Listed records:
"""
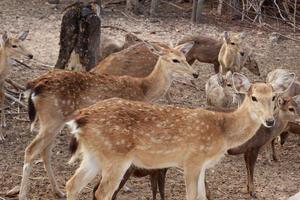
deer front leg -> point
(250, 159)
(3, 120)
(88, 169)
(36, 147)
(111, 177)
(191, 175)
(46, 156)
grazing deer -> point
(114, 134)
(10, 47)
(56, 95)
(219, 92)
(231, 53)
(288, 110)
(207, 50)
(157, 179)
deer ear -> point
(283, 82)
(185, 48)
(4, 37)
(22, 36)
(241, 83)
(226, 37)
(156, 49)
(242, 35)
(296, 99)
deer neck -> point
(157, 83)
(240, 125)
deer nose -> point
(270, 122)
(195, 75)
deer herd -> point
(119, 131)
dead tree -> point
(197, 10)
(80, 32)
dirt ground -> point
(227, 180)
"""
Problem to work on:
Lay out every line of the rows above as a numbered list, skipping any blank lines and leaving out the picture.

Full response:
1. deer front leg -> point
2. (250, 159)
3. (3, 120)
4. (88, 169)
5. (36, 147)
6. (111, 177)
7. (191, 175)
8. (46, 156)
9. grazing deer -> point
10. (114, 134)
11. (10, 47)
12. (56, 95)
13. (219, 92)
14. (231, 53)
15. (288, 110)
16. (207, 50)
17. (157, 179)
18. deer ear -> point
19. (283, 82)
20. (185, 48)
21. (4, 37)
22. (22, 36)
23. (241, 83)
24. (226, 37)
25. (156, 49)
26. (242, 35)
27. (296, 99)
28. deer neck -> point
29. (157, 83)
30. (240, 125)
31. deer nose -> point
32. (270, 122)
33. (195, 75)
34. deer herd -> point
35. (119, 131)
36. dead tree -> point
37. (197, 10)
38. (80, 32)
39. dirt ground -> point
40. (227, 180)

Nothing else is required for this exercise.